▸ **WHAT YOU ARE ASKED TO DO**
Rewrite every line of the listing as a numbered list, skipping blank lines and leaving out the pictures.

Box-labeled dataset extracts
^^^^^^^^
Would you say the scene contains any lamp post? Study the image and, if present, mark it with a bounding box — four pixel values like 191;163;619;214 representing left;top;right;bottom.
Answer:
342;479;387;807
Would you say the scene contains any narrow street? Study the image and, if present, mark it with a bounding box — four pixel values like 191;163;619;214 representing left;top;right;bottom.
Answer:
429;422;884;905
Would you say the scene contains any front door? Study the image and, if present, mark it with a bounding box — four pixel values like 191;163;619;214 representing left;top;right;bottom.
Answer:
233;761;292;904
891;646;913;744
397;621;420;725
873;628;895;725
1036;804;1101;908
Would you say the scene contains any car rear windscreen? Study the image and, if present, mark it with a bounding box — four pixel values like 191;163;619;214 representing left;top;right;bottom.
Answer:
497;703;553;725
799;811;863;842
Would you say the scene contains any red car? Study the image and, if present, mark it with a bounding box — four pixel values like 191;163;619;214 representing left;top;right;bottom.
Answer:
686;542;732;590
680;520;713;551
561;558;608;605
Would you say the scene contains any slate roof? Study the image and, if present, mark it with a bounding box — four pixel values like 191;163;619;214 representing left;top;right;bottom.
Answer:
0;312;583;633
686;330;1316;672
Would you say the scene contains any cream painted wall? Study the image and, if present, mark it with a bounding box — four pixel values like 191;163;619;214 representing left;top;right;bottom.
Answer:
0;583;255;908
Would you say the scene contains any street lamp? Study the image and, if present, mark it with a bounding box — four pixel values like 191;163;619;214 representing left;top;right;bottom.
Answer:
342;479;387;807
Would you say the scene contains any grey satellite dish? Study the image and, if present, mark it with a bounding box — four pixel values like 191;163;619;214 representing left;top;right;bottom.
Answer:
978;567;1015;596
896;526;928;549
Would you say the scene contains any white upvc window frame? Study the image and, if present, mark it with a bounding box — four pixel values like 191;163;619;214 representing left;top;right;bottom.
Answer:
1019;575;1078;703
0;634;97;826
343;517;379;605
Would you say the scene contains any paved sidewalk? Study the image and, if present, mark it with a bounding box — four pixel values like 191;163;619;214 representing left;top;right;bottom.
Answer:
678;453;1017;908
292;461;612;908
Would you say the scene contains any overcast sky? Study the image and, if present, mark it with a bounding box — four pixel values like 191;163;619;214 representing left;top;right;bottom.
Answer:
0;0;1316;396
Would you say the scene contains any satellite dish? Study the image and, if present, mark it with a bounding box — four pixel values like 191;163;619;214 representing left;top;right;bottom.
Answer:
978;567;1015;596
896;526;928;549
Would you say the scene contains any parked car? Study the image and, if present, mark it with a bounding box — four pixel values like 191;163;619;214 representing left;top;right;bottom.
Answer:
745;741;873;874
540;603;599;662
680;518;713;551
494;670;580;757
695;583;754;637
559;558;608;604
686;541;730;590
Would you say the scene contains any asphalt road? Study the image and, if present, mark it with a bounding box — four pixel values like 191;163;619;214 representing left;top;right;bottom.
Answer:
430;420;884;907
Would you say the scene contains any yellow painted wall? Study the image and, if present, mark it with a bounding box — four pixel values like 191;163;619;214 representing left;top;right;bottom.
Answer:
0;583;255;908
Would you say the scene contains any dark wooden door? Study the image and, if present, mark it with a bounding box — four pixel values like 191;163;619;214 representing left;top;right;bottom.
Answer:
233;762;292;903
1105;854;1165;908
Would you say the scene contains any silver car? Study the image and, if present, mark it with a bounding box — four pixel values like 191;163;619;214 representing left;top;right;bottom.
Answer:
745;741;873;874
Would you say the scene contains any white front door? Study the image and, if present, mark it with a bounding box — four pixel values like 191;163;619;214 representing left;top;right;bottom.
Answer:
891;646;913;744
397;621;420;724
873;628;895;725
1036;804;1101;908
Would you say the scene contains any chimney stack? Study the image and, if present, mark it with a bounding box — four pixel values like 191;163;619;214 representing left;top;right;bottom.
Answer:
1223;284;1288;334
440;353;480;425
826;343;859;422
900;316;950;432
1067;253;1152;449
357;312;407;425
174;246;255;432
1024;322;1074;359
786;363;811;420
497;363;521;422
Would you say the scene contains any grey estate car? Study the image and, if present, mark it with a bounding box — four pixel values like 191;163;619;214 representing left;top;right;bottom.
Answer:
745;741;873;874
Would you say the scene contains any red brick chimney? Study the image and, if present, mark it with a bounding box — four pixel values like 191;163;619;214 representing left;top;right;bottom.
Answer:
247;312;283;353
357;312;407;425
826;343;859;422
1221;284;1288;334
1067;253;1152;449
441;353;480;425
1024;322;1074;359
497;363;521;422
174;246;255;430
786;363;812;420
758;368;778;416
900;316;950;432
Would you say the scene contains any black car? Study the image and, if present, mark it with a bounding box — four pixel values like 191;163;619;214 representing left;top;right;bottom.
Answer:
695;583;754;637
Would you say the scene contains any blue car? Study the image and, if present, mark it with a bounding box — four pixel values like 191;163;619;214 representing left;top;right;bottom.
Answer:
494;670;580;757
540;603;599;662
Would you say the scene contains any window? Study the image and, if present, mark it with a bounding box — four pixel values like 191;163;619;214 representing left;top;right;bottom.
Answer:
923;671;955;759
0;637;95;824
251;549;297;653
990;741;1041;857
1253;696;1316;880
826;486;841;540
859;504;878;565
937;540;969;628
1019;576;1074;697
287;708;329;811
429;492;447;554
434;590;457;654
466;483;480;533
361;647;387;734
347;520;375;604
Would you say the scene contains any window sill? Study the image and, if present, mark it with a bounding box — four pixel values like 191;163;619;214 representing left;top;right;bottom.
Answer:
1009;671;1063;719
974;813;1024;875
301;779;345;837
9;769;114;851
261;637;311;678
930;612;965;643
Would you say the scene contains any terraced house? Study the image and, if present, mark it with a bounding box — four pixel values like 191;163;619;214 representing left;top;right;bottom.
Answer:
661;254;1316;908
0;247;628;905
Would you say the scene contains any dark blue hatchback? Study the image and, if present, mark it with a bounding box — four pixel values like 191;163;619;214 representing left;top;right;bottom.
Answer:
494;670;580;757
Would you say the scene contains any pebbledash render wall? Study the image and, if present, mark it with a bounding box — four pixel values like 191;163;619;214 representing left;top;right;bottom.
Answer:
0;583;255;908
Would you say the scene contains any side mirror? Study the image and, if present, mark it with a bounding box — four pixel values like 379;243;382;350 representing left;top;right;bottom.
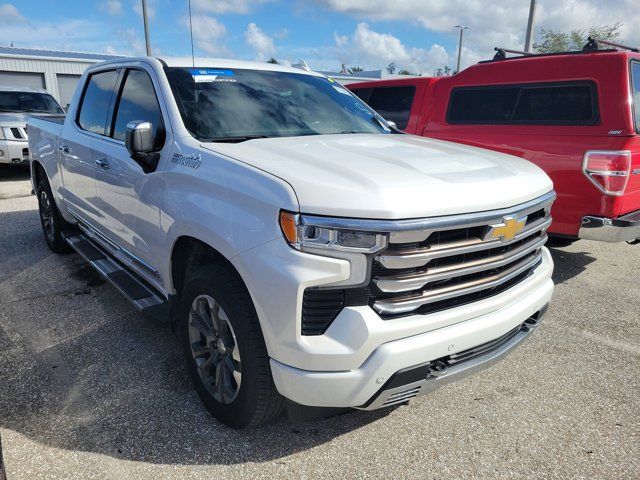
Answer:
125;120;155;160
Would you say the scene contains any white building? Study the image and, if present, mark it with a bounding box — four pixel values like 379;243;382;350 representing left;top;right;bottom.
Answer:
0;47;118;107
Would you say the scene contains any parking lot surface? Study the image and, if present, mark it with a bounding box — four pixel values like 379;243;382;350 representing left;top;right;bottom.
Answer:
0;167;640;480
^^^^^^^^
▸ **WRITTEN RESPONSE**
1. Would you say the scene contains any lamp post? Study the image and, if present, mark it with a bounding box — four pixel values like 191;163;619;214 representing left;top;right;bottom.
2. Answer:
3. 342;479;387;807
4. Would you say the scene contains any narrow street? Study the image and, if present, mark it with a bounding box — four pixel values like 191;163;619;214 representing left;top;right;bottom.
5. Answer:
6. 429;422;884;905
7. Would you say the scene contains any front door? Study the image and, if present, mark it with a bounding box — four pixel values like 191;163;619;214 representing left;top;right;bottom.
8. Answer:
9. 233;761;292;904
10. 891;646;913;744
11. 397;621;420;725
12. 873;628;895;725
13. 1036;804;1101;908
14. Would you say the scene contains any car rear windscreen? Study the image and, if present, mark it with a bounding box — four pixel values like 191;163;619;214 representing left;top;right;bottom.
15. Answer:
16. 497;703;553;725
17. 799;811;863;842
18. Would you say the scene contains any red car? Study the image and, if present, mark it with a bounding box — four pixel values like 191;163;619;214 representing left;top;right;bottom.
19. Answer:
20. 686;542;732;590
21. 680;520;713;551
22. 561;558;608;605
23. Would you say the scene contains any slate roof? Study the image and, if present, mark it with a bounding box — four pixel values like 191;163;619;214 representing left;top;right;bottom.
24. Answer:
25. 0;312;583;633
26. 686;330;1316;672
27. Would you say the scene contains any cream painted wall? Study the image and, if present, mark it with a bounding box — four pixel values like 191;163;619;214 representing left;top;right;bottom.
28. Answer:
29. 0;583;255;908
30. Would you say the scene contains any street lamp? Study the image and, if present, mark it with a bounding box — four pixel values like 191;163;619;214 representing left;top;right;bottom.
31. Answer:
32. 342;479;387;807
33. Would you say the scene contains any grey satellite dish? Study the image and, if present, mark it with a bounding box — four pixel values like 191;163;619;214 representing left;top;right;bottom.
34. Answer:
35. 978;567;1015;596
36. 896;526;928;549
37. Would you say the scene contains any white upvc window frame? Study the image and, if present, mark it with a bounding box — four pixel values like 191;163;619;214 representing left;top;right;bottom.
38. Answer:
39. 1019;575;1078;703
40. 0;634;97;826
41. 343;517;379;605
42. Would you say the scene contains any paved sidewalk? Study the image and, if present, mark it with a bounding box — four pixel values like 191;163;619;214 representing left;top;right;bottom.
43. Answer:
44. 678;453;1017;908
45. 292;461;612;908
46. Would you say the scene contains any overcast sky? Study the image and, if present, mark it with a bounding box — four pixel values like 191;163;619;214 representing left;top;right;bottom.
47. Answer:
48. 0;0;1316;396
49. Would you say the scene contains any satellite dish? Study the image and, if present, mark it with a bounding box — four pixel values like 191;163;619;214 representing left;top;right;bottom.
50. Answer:
51. 978;567;1015;596
52. 896;526;928;549
53. Would you say the scene contains any parked car? Study the image and, if present, mark it with a bounding box — four pixel values like 191;163;619;214 representing left;top;right;bottom.
54. Answer:
55. 745;741;873;874
56. 540;603;599;662
57. 680;518;713;551
58. 494;670;580;757
59. 695;583;754;637
60. 559;558;608;604
61. 686;541;730;590
62. Would you say the scene contains any asphalt road? Study the image and, if present, mark it with a bounding box — four pixel values like 191;163;619;214 representing left;top;right;bottom.
63. Answer:
64. 430;420;884;907
65. Would you say the scene contains any yellow painted wall? Study the image and, if present, mark it with a bounding box — four pixel values like 191;163;619;214 representing left;top;right;bottom.
66. Answer:
67. 0;583;255;908
68. Would you say the scene contains any dark wooden door? Study the image and, if present, mark it with a bounding box — four pixel values like 191;163;619;214 representing left;top;right;bottom.
69. Answer:
70. 233;762;292;903
71. 1105;854;1165;908
72. Would you say the scene contains any silver car? Study the image and, if present, mark it with a bounding box — four pixel values like 191;163;619;214 representing left;top;right;bottom.
73. Answer:
74. 745;741;873;874
75. Would you say the scene contains any white front door? Study the image and, if present, mark it with a bounding box — four pixel values like 191;163;619;214 representing left;top;right;bottom.
76. Answer:
77. 891;646;913;744
78. 397;621;420;724
79. 873;628;895;725
80. 1036;804;1101;908
81. Would you say the scene contains any chimney stack? Study the image and, if present, mark it with a bounding box — four pixel values like 191;163;619;214 representing left;top;right;bottom.
82. Answer:
83. 1223;284;1288;334
84. 440;353;480;425
85. 826;343;859;422
86. 900;316;950;432
87. 1067;253;1152;449
88. 357;312;407;425
89. 174;246;255;432
90. 1024;322;1074;359
91. 786;363;811;420
92. 497;363;521;422
93. Would you say the scene contains any grey estate car? Study the image and, if present, mark it with a bounding box — four pixel values like 191;163;619;214 representing left;top;right;bottom.
94. Answer:
95. 745;741;873;874
96. Would you say the scene contains any red brick chimney? Study the image and, if present, mark it with a bounding box — four pixel values like 191;163;619;214 representing left;top;right;bottom.
97. Answer:
98. 247;312;283;353
99. 357;312;407;425
100. 826;343;859;422
101. 1221;284;1288;334
102. 1067;253;1152;449
103. 441;353;480;425
104. 1024;322;1074;359
105. 497;363;521;422
106. 174;246;255;430
107. 786;363;812;420
108. 758;368;778;416
109. 900;316;950;432
110. Would you say the scene contains any black car? Study the image and, if present, mark it with a bounding box — four pixel values like 191;163;619;214 representing left;top;right;bottom.
111. Answer:
112. 695;583;754;637
113. Would you say the scene contains any blue car? Study the image and, if present, mark it with a bounding box — four pixel values like 191;163;619;214 representing left;top;right;bottom.
114. Answer:
115. 494;670;580;757
116. 540;603;599;662
117. Would you say the scene contains any window? Study the image and, if present, mark it with a bounding box — four pixel values like 191;163;619;214 representing left;top;right;bottom.
118. Answer:
119. 923;671;955;759
120. 0;637;95;824
121. 251;549;297;653
122. 990;741;1041;857
123. 1253;696;1316;880
124. 826;486;841;540
125. 859;504;878;565
126. 937;540;969;628
127. 1019;576;1074;697
128. 287;708;329;811
129. 429;492;447;554
130. 434;590;457;654
131. 466;483;480;533
132. 361;647;387;734
133. 347;520;375;604
134. Would you say the scene contains any window sill? Study the image and, if present, mark it with a bounding box — four pixel values like 191;163;619;214 representing left;top;right;bottom.
135. Answer:
136. 1009;671;1063;719
137. 974;813;1024;875
138. 301;779;345;837
139. 9;769;114;851
140. 261;637;311;678
141. 930;612;965;643
142. Would you say the scene contains any terraced house? Study the image and, if present, mark it with a bounding box — four pixel values like 191;163;619;214 representing left;top;right;bottom.
143. Answer:
144. 661;254;1316;908
145. 0;247;628;905
146. Would you say the scene contains any dark blue hatchback? Study the image and, if present, mark it with a bounding box — four pixel values like 191;163;619;214 representing left;top;right;bottom.
147. Answer:
148. 494;670;580;757
149. Would you say the scene contains any pebbledash render wall? Study the image and, if present, mark it with a bounding box — four pixel values like 191;163;619;214 representing left;top;right;bottom.
150. Answer:
151. 0;583;255;908
152. Would you say the scene contains any side mirror? Study the image and, if present, mark it with a bounding box — four pixel values like 379;243;382;350 representing left;top;right;bottom.
153. Answer:
154. 125;120;155;160
155. Would you say the scene contains any white building? Study the image and, if present, mark it with a bounding box — four pixel values like 379;243;382;350 representing left;top;right;bottom.
156. Answer:
157. 0;47;118;107
158. Would you say the scene contains any parking lot surface? Study the image and, if present, mark it with a bounding box — four pixel values like 379;243;382;350 representing left;top;right;bottom.
159. Answer:
160. 0;167;640;480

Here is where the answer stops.